▶ _What you should do_: Set down all of the records word for word.

** Provided data follows **

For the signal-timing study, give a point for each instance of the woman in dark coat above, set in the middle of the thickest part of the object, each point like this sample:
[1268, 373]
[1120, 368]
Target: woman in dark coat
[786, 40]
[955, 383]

** End of Provided data **

▶ _Result of the exercise_:
For the signal-timing study, give a point for each instance of the woman in dark coat above, set in the middle of the thickest part of the object, each point like this sample:
[1268, 373]
[1120, 368]
Target: woman in dark coat
[786, 40]
[955, 383]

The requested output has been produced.